> EXTRACT TO READ:
KeyError: "None of [Index(['Selected'], dtype='object')] are in the [columns]"

It seems that my adata contain something unexpected var after converting from Seurat object. Here is my adata :

WT_adata
AnnData object with n_obs × n_vars = 6936 × 17612
    obs: 'ClusterID', 'ClusterName', 'integrated_snn_res_0_2', 'nCount_RNA', 'nFeature_RNA', 'orig_ident', 'percent_mt', 'rough_cell_type', 'seurat_clusters', 'kmeans', 'node', 'branch_id', 'branch_id_alias', 'branch_lam', 'branch_dist', 'S0_pseudotime', 'S1_pseudotime'
    var: 'Selected'
    uns: 'workdir', 'var_genes', 'pca_variance_ratio', 'top_pcs', 'params', 'trans_mlle', 'rough_cell_type_color', 'epg', 'flat_tree', 'seed_epg', 'seed_flat_tree', 'ori_epg', 'epg_obj', 'ori_epg_obj', 'branch_id_alias_color', 'stream_S1'
    obsm: 'pca_cell_embeddings', 'umap_cell_embeddings', 'top_pcs', 'X_vis_umap', 'var_genes', 'pca', 'X_mlle', 'X_dr', 'X_spring', 'X_stream_S1'
    varm: 'pca_feature_loadings'
    layers: 'scale_data'

Mutant_adata
AnnData object with n_obs × n_vars = 7216 × 17612
    obs: 'ClusterID', 'ClusterName', 'integrated_snn_res_0_2', 'nCount_RNA', 'nFeature_RNA', 'orig_ident', 'percent_mt', 'rough_cell_type', 'seurat_clusters'
    var: 'Selected'
    obsm: 'pca_cell_embeddings', 'umap_cell_embeddings', 'top_pcs', 'X_vis_umap'
    varm: 'pca_feature_loadings'
    layers: 'scale_data'

@huidongchen
Copy link
Collaborator

huidongchen commented May 14, 2021

The two anndata objects both look fine to me. It's difficult to understand what's going on without knowing the output of Mutant_adata.var and Mutant_adata.var_keys(). Not sure if you can share a subset of both anndata objects. it would be much easier for me to give some more useful feedback on it.

@PeggySze
Copy link
Author

Here are a subset of WT_adata and Mutant_adata which both downsampled to 1000 cells. You can download the data from this url : https://mab.to/5HqGKVtVt
The following is my code :

import anndata as ad
import stream as st

WT_adata = ad.read_loom("Seurat_1000cells_integrated_WT_germline_scRNA.loom")
##  convert sparse matrices into dense matrices
WT_adata.X = WT_adata.X.A
## Feature selection
st.select_variable_genes(WT_adata,loess_frac=0.01, n_genes=2000)

> SET OF TASKS:
• a. Answer these questions about the thread, one per line:
(i) How many observations does Mutant_adata contain?
(ii) Which two outputs does the collaborator say are needed to understand the problem?
(iii) To how many cells were the shared subsets of both objects downsampled?
• b. State whether each statement agrees with the thread, giving yes or no and quoting the deciding words:
(i) WT_adata and Mutant_adata have the same number of variables.
(ii) The collaborator judged both anndata objects to be faulty.
(iii) The code calls select_variable_genes with n_genes set to 3000.
Base every answer solely on the thread.

> Data excerpts:
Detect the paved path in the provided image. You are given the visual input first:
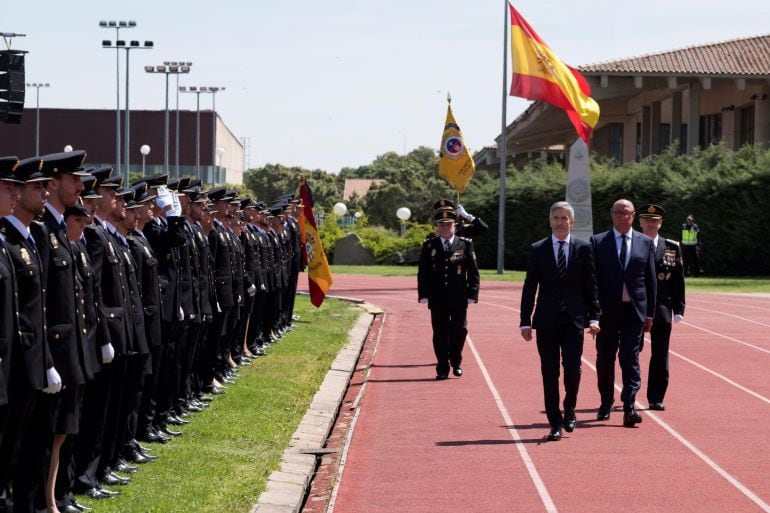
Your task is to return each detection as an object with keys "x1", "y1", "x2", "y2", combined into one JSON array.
[{"x1": 318, "y1": 275, "x2": 770, "y2": 513}]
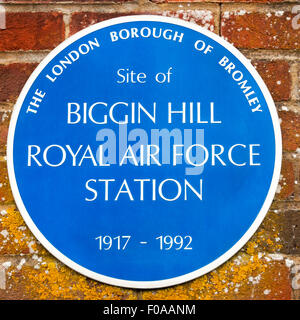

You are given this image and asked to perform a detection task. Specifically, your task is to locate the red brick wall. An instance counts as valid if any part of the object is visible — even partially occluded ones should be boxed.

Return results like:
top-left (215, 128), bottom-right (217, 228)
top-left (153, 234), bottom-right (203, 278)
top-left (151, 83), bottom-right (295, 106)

top-left (0, 0), bottom-right (300, 299)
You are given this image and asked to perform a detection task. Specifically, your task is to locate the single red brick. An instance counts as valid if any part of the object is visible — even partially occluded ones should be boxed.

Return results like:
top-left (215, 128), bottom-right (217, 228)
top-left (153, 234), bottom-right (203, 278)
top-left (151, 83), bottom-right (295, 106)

top-left (253, 60), bottom-right (292, 101)
top-left (277, 160), bottom-right (295, 200)
top-left (0, 63), bottom-right (37, 102)
top-left (0, 12), bottom-right (65, 51)
top-left (70, 10), bottom-right (215, 34)
top-left (221, 10), bottom-right (300, 49)
top-left (279, 111), bottom-right (300, 151)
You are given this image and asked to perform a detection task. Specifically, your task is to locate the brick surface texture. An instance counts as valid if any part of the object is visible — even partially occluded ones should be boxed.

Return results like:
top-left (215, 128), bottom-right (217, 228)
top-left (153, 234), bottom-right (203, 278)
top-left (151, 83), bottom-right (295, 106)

top-left (0, 0), bottom-right (300, 300)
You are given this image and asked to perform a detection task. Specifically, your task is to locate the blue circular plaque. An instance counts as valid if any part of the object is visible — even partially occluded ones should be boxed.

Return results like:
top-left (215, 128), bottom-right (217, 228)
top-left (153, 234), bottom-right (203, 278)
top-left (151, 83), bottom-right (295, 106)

top-left (7, 15), bottom-right (281, 288)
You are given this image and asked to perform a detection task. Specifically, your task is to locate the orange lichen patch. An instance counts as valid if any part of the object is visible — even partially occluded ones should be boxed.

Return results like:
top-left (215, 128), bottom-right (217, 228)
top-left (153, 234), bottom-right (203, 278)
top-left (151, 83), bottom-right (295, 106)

top-left (0, 207), bottom-right (41, 255)
top-left (142, 211), bottom-right (290, 300)
top-left (11, 257), bottom-right (137, 300)
top-left (142, 254), bottom-right (291, 300)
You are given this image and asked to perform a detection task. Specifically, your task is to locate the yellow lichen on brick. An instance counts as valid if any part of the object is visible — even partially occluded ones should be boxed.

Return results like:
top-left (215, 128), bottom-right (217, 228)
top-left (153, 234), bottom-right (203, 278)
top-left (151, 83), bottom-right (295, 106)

top-left (143, 212), bottom-right (282, 300)
top-left (10, 258), bottom-right (137, 300)
top-left (0, 207), bottom-right (41, 254)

> EXPECTED RESPONSES:
• a.
(i) 7216
(ii) Mutant_adata.var and Mutant_adata.var_keys()
(iii) 1000 cells

• b.
(i) Yes: "n_obs × n_vars = 6936 × 17612" and "n_obs × n_vars = 7216 × 17612"
(ii) No: "The two anndata objects both look fine to me."
(iii) No: "st.select_variable_genes(WT_adata,loess_frac=0.01, n_genes=2000)"